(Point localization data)
▬▬▬▬▬▬

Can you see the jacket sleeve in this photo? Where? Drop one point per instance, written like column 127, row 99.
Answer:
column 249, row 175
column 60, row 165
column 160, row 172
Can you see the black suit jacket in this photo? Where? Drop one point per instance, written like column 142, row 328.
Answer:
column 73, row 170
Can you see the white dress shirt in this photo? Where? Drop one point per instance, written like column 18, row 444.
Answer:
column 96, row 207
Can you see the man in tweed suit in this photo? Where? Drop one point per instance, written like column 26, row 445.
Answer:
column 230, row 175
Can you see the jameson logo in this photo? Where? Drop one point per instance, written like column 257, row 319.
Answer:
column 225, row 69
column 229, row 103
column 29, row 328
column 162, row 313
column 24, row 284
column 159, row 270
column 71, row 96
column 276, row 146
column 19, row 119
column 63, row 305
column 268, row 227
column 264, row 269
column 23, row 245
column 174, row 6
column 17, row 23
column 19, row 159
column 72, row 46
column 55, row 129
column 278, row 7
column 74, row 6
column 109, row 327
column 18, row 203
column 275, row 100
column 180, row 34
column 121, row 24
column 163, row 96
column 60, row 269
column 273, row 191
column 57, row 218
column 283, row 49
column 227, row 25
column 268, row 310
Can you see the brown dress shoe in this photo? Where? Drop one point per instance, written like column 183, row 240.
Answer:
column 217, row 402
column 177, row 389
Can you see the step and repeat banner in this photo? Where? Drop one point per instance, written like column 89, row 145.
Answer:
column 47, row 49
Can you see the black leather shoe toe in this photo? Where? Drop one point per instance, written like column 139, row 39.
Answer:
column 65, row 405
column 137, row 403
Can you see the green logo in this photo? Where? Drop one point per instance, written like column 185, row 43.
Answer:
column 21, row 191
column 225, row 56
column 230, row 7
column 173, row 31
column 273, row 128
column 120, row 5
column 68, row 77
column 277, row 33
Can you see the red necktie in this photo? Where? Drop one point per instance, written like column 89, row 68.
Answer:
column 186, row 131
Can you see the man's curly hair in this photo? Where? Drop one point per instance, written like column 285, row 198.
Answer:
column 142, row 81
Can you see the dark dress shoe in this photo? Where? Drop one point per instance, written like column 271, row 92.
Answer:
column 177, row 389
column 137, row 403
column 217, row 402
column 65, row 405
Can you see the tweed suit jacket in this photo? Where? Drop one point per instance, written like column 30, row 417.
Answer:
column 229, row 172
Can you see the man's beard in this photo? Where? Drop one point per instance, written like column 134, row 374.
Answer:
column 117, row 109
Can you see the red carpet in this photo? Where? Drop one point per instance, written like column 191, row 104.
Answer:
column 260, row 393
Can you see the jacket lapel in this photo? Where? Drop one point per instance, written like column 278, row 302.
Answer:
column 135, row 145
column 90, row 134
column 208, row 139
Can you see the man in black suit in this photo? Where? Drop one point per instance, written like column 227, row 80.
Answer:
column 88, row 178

▬▬▬▬▬▬

:: WORK TASK ::
Output the lines from the one with "Can you see the man's curly" to the final line of the entries above, exactly as they stand, please, and nothing else.

:: REPLY TO THE TASK ::
Can you see the man's curly hair in this photo? Where? Drop one point per instance, written like column 285, row 198.
Answer:
column 142, row 81
Can you see the dark dress shoe in this photo? Where? Drop one point per instance, written like column 271, row 92.
Answer:
column 177, row 389
column 137, row 403
column 217, row 402
column 65, row 405
Can you see the tweed suit jacket in this photo? Where? Drop one point per instance, written like column 30, row 417.
Answer:
column 229, row 172
Can you see the man's beard in this photo? Where? Drop one point per instance, written like column 134, row 374.
Answer:
column 117, row 109
Can you see the red carpet in this photo? Where? Drop one point per instance, written like column 191, row 104.
Answer:
column 260, row 393
Can you see the jacket lapel in this photo? Where? Drop one point per instance, written like column 278, row 302.
Answer:
column 135, row 145
column 90, row 134
column 208, row 139
Can you see the man in black suit in this photo? Where? Drop one point per instance, written like column 227, row 80.
Answer:
column 88, row 178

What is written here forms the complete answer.